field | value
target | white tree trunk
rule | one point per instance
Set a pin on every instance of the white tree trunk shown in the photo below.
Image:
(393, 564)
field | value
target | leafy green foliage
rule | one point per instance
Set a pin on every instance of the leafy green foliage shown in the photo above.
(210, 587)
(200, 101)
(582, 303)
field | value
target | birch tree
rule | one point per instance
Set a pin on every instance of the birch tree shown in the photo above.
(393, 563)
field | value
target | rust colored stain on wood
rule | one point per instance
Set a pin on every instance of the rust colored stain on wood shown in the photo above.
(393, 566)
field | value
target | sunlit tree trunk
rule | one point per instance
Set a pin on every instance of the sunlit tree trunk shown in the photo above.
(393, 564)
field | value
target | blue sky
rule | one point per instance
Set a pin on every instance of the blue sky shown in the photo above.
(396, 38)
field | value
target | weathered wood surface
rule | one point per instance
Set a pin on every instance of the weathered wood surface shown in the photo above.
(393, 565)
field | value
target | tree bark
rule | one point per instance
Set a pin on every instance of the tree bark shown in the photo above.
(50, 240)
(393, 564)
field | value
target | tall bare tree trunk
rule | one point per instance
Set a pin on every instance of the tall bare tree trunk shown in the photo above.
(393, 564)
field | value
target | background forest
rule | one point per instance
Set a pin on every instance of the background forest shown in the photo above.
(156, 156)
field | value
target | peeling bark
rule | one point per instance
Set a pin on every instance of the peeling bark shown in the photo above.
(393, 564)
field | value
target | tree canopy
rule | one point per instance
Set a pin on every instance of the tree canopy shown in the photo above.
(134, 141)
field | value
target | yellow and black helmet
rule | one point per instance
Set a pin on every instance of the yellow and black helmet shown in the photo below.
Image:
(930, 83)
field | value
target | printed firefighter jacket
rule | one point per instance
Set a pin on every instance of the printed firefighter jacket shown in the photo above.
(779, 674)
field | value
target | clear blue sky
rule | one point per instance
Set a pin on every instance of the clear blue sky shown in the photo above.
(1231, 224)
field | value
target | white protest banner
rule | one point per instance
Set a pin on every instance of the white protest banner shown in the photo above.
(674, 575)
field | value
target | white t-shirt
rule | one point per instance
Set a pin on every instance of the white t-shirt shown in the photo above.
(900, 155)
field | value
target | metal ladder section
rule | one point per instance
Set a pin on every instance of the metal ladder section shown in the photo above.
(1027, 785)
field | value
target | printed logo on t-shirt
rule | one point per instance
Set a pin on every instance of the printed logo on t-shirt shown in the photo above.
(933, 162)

*WHAT TO PRODUCE:* Pull out each line above that contains the string "sunlit", matching uppercase and lowercase exactly.

*OUTPUT BELOW:*
target | sunlit tree trunk
Set a pin on every instance of the sunlit tree trunk shown in the photo above.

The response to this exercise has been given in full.